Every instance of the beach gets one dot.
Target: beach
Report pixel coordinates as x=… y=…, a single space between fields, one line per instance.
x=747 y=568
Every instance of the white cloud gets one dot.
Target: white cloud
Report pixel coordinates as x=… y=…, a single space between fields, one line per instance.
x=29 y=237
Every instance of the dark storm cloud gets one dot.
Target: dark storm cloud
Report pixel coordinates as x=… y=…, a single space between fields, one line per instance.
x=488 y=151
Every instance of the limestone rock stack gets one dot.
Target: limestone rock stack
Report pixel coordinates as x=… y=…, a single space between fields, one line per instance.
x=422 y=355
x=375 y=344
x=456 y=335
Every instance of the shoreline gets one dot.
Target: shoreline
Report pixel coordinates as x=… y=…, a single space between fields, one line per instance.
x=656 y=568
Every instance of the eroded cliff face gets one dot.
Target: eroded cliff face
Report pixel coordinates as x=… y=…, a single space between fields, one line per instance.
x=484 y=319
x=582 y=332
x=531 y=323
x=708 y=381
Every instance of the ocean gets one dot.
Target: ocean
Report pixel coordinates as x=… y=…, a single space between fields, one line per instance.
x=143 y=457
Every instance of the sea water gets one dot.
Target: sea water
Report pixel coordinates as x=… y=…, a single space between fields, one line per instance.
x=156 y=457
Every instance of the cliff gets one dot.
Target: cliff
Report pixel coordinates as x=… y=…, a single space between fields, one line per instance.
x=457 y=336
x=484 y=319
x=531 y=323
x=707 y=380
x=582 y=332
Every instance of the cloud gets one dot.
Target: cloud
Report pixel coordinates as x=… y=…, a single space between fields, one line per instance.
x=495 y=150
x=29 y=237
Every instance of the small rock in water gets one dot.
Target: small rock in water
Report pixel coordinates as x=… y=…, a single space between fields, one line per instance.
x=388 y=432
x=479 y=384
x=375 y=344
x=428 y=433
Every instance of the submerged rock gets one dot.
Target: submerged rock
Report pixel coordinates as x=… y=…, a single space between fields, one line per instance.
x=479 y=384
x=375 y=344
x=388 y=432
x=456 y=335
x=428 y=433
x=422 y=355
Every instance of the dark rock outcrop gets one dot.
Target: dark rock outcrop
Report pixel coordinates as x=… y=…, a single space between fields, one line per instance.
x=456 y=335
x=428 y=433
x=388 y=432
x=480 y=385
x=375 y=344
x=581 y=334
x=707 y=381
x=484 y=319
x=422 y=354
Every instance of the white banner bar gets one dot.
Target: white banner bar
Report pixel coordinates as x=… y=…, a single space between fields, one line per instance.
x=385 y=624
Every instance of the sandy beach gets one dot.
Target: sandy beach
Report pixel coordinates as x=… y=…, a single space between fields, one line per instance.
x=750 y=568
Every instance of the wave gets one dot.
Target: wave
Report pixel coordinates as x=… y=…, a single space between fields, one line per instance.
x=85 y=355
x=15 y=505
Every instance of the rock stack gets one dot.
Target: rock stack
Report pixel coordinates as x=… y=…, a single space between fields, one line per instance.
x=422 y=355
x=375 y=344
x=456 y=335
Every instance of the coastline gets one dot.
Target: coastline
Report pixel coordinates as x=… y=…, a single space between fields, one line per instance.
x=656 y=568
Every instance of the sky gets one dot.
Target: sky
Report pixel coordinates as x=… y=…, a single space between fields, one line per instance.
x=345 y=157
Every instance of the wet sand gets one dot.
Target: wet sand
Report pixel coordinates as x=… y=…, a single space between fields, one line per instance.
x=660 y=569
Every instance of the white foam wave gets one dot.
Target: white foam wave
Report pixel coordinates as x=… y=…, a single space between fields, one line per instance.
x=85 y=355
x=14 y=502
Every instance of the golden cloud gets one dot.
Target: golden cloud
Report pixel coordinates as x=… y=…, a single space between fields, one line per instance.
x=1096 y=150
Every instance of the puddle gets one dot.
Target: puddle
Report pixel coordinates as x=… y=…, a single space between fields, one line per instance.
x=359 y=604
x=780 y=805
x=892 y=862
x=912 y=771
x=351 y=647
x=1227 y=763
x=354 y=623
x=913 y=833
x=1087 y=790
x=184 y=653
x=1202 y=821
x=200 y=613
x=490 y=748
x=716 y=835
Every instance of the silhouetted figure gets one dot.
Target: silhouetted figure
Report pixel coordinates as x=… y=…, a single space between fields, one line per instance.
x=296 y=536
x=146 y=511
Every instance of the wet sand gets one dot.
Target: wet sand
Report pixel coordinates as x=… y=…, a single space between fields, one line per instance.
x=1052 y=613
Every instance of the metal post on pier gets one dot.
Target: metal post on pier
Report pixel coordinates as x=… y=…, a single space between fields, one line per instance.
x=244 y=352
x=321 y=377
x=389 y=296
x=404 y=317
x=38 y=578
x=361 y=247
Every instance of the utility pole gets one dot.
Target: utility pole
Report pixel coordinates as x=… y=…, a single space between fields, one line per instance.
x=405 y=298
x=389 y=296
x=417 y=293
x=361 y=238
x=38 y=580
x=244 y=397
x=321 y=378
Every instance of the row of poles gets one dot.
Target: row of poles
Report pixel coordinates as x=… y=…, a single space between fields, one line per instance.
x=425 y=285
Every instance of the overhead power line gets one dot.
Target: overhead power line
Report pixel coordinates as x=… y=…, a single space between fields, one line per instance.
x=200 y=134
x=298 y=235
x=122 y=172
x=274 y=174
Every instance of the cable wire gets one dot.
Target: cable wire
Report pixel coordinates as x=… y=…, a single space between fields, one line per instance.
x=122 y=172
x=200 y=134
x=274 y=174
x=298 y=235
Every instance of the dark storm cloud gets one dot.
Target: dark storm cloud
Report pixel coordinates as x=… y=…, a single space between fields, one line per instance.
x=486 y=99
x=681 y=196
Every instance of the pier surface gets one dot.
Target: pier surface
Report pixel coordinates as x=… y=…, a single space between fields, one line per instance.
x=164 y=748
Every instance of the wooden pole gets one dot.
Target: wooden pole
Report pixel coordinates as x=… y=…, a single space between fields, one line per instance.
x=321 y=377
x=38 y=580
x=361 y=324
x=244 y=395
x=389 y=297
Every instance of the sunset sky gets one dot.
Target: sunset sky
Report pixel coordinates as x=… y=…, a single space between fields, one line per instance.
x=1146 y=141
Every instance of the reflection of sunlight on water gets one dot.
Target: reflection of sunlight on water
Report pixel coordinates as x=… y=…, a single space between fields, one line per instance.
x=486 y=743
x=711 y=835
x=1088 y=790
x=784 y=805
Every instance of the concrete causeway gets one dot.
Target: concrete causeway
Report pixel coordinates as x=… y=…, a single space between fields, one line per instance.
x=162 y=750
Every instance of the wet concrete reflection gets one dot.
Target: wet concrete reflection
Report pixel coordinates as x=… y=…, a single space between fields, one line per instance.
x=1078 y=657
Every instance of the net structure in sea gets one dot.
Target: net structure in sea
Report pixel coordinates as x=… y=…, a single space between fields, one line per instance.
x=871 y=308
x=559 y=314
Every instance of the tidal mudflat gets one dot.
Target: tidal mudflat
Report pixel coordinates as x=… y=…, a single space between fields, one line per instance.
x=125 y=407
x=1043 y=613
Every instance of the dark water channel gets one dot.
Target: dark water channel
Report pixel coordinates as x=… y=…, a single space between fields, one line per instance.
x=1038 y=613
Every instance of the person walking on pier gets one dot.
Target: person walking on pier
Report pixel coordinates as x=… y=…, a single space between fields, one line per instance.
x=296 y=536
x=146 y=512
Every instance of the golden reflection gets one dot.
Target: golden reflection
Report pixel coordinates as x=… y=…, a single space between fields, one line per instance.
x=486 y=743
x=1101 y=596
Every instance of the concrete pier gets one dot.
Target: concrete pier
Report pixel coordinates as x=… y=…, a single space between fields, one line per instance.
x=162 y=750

::::::

TASK GOAL: Copy every entry exactly.

ANSWER TO THIS EXERCISE:
Every instance of the beach gets one dot.
Target: beach
Report pixel coordinates as x=… y=…, a single space between fields, one line per instance.
x=747 y=568
Every instance of the white cloud gets one dot.
Target: white cloud
Report pixel coordinates as x=… y=…, a single space between fields, one line per instance.
x=29 y=237
Every instance of the dark storm cloud gets one dot.
Target: dark storm cloud
Report pixel coordinates as x=… y=…, a single space between fields, one line per instance.
x=488 y=151
Every instance of the limestone rock stack gets one dot.
Target: limestone rock stack
Report pixel coordinates as x=… y=…, a single space between fields, one line per instance.
x=422 y=355
x=375 y=344
x=456 y=335
Every instance of the shoreline gets one dot.
Target: shoreline
Report pixel coordinates as x=… y=…, a single space between fields, one line per instance.
x=656 y=568
Every instance of the eroded cliff face gets one dot.
Target: eroded cliff face
Report pixel coordinates as x=… y=…, a single space between fields, one line per instance.
x=484 y=319
x=582 y=332
x=531 y=323
x=708 y=381
Every instance of the ocean gets one dot.
Target: ocean
Report pixel coordinates as x=… y=…, a single space between fields, one line per instance.
x=143 y=457
Every instance of the sea water gets one dot.
Target: sea water
Report pixel coordinates as x=… y=…, a single space between fields, one line per instance.
x=156 y=457
Every instance of the cliff gets one dot.
Target: cliff
Report pixel coordinates as x=… y=…, a single space between fields, one line per instance.
x=457 y=336
x=484 y=319
x=531 y=323
x=707 y=380
x=582 y=332
Every instance of the cloud gets one dot.
Target: cloud
Report pixel coordinates as x=… y=…, a single space between fields, one line per instance.
x=495 y=150
x=29 y=237
Every instance of the small rock in water gets one dot.
Target: small rock in water
Report pixel coordinates as x=… y=…, a single space between fields, one line per instance.
x=388 y=432
x=479 y=384
x=375 y=344
x=428 y=433
Every instance of the submerged rock gets one dot.
Target: submerged rock
Report pixel coordinates as x=… y=…, a single space between fields, one line per instance.
x=479 y=384
x=375 y=344
x=388 y=432
x=456 y=335
x=428 y=433
x=422 y=355
Every instance of the dark rock outcrop gets one dot.
Target: dark rock outcrop
Report pixel coordinates as x=… y=…, a single space between fields, one line per instance.
x=456 y=335
x=428 y=433
x=388 y=432
x=480 y=385
x=375 y=344
x=581 y=334
x=707 y=381
x=484 y=319
x=422 y=354
Every instance of the white banner bar gets one dot.
Target: white banner bar
Report pixel coordinates as x=… y=…, a single space between fields, one line per instance.
x=385 y=624
Every instance of the sandy beach gets one dot.
Target: sandy beach
Report pixel coordinates as x=… y=…, a single space between fields, one line per instance.
x=750 y=568
Every instance of the wave gets one dot.
Target: wave
Report pixel coordinates as x=… y=…, a single space between fields, one line per instance.
x=85 y=355
x=15 y=505
Every instance of the rock stack gets one dot.
Target: rock stack
Report pixel coordinates as x=… y=…, a single space between fields, one line per instance.
x=422 y=355
x=375 y=344
x=456 y=335
Every instance of the coastline gets one dot.
Target: coastline
Report pixel coordinates as x=… y=…, a single space between fields, one line per instance.
x=656 y=568
Every instance of the sky gets one dot.
Target: sky
Report pixel coordinates as x=… y=…, a single space between fields, one line per instance.
x=345 y=157
Every instance of the wet sand gets one dot.
Target: wet sand
Report pixel coordinates as x=… y=…, a single space between fields, one line per instance.
x=660 y=569
Every instance of the white foam wave gets one dot.
Target: white foam wave
Report pixel coordinates as x=… y=…, a single space between fields, one line per instance.
x=85 y=355
x=14 y=502
Every instance of the golden cloud gets one dot.
Target: golden cloud
Report pixel coordinates as x=… y=…, a single space between fields, one line per instance.
x=1096 y=150
Every instance of the puddle gets one dot.
Target: puddle
Report pixel coordinates as x=… y=…, a single space between fields, one line per instance.
x=359 y=604
x=780 y=805
x=892 y=862
x=912 y=771
x=351 y=647
x=1227 y=763
x=354 y=623
x=913 y=833
x=1087 y=790
x=184 y=653
x=1202 y=821
x=200 y=613
x=490 y=748
x=716 y=835
Every instance of the silhouetted figure gets one dot.
Target: silhouetted figure
Report pixel coordinates as x=… y=…, a single space between fields, one line per instance.
x=296 y=536
x=146 y=511
Every instance of the wet sand gets one dot.
Target: wet sand
Report pixel coordinates as x=… y=…, a single space between fields, one line per instance.
x=1052 y=613
Every instance of the metal post on pier gets one dot.
Target: metal post on pier
Report pixel coordinates as x=… y=…, a single space between fields, one line per instance.
x=244 y=352
x=321 y=377
x=389 y=296
x=404 y=317
x=38 y=578
x=361 y=247
Every instance of the utility pole gets one dot.
Target: utility pole
Report pixel coordinates as x=… y=…, a single space between fields, one line per instance.
x=405 y=298
x=389 y=296
x=417 y=293
x=361 y=238
x=38 y=580
x=244 y=397
x=321 y=378
Every instance of the row of poles gets one dot.
Target: row of poles
Report pixel coordinates as x=… y=…, a single space between fields, one line per instance.
x=425 y=285
Every instance of the overhead power line gets one dot.
Target: overhead power line
Report pixel coordinates as x=… y=…, a single space between fields, one line per instance.
x=200 y=134
x=298 y=235
x=122 y=172
x=274 y=174
Every instance of the cable wire gets one dot.
Target: cable wire
Report pixel coordinates as x=… y=…, a single space between fields, one line per instance.
x=122 y=172
x=200 y=134
x=274 y=174
x=298 y=235
Every instance of the dark storm cloud gets one dot.
Target: dark storm cloud
Report pixel coordinates as x=… y=…, a single space between fields, one line per instance.
x=486 y=99
x=681 y=196
Every instance of the pier surface gets one dot.
Target: pier surface
Report pixel coordinates as x=… y=…, a single space between fields, one line per instance.
x=164 y=748
Every instance of the wooden pole gets one dot.
Target: wooden pole
Report pixel coordinates as x=… y=…, a single space between fields, one line per instance.
x=321 y=377
x=38 y=580
x=361 y=324
x=244 y=395
x=389 y=297
Every instance of the sunset sky gets one dot.
Target: sunset sky
Report pixel coordinates as x=… y=…, a single space between fields, one line per instance.
x=1146 y=141
Every instance of the reflection of sunlight on water gets one dot.
Target: reflection of sunlight on water
Report pixel coordinates as x=… y=…, a single space between fields, one line per instance.
x=486 y=743
x=711 y=835
x=1088 y=790
x=784 y=805
Every instance of the concrete causeway gets one dot.
Target: concrete causeway
Report pixel coordinates as x=… y=…, a single space between fields, one line per instance.
x=162 y=750
Every instance of the wet concrete reflection gets one dot.
Target: wet concrete reflection
Report pixel coordinates as x=… y=…, a single space between fields, one line per instance.
x=1078 y=657
Every instance of the net structure in sea gets one dot.
Target: net structure in sea
Report pixel coordinates as x=… y=…, a single space between fields, one line per instance.
x=871 y=308
x=559 y=314
Every instance of the tidal mudflat gets one dot.
Target: tidal mudflat
Report pixel coordinates as x=… y=…, a single space between fields, one line per instance.
x=125 y=407
x=1043 y=613
Every instance of the dark water channel gets one dot.
Target: dark water channel
Report pixel coordinates as x=… y=…, a single space between fields, one line per instance.
x=1038 y=613
Every instance of the person walking on pier gets one dot.
Target: person walking on pier
Report pixel coordinates as x=… y=…, a single space between fields, one line per instance.
x=296 y=536
x=146 y=512
Every instance of the golden reflection gets one dot.
Target: golden reflection
Report pixel coordinates as x=… y=…, a single space between fields, one line per instance.
x=486 y=743
x=1101 y=596
Every instance of the concrete pier gets one dot.
Target: concrete pier
Report pixel coordinates as x=… y=…, a single space between fields, one line per instance.
x=162 y=750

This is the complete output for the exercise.